Collect every line of the items below that contains the string "field", and treat uppercase and lowercase as different.

[Detection annotation records]
## Start

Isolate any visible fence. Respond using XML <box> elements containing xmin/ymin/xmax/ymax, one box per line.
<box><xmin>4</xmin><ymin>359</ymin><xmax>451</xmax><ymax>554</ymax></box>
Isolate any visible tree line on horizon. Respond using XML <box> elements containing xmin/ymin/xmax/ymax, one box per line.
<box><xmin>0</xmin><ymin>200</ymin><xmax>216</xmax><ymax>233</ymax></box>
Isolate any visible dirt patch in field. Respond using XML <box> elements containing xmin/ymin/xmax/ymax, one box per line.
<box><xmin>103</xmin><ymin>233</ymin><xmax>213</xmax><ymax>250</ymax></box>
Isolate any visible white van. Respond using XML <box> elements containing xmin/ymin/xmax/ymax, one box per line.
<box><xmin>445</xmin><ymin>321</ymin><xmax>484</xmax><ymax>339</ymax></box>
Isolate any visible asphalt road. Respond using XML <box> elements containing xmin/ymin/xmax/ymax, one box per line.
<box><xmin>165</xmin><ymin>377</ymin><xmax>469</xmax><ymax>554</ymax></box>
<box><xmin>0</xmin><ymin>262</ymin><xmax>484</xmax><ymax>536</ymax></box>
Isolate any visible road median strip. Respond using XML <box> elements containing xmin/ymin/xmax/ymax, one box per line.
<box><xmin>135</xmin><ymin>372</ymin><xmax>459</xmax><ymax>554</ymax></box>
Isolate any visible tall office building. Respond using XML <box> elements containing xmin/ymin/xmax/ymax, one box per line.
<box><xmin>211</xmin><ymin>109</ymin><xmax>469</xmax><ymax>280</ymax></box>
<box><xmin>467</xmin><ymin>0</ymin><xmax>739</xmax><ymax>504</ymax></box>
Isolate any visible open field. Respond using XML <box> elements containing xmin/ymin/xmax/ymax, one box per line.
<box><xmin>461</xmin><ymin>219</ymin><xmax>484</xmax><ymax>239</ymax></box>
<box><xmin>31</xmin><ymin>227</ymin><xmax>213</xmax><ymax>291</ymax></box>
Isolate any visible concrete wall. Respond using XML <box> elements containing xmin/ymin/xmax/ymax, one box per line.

## End

## Exercise result
Isolate any visible dirt patch in field. Respond using XML <box> elements containing xmin/ymin/xmax/ymax, one box per line.
Isolate any visible open field. Respond using XML <box> elements containing xmin/ymin/xmax/ymax, one box per line.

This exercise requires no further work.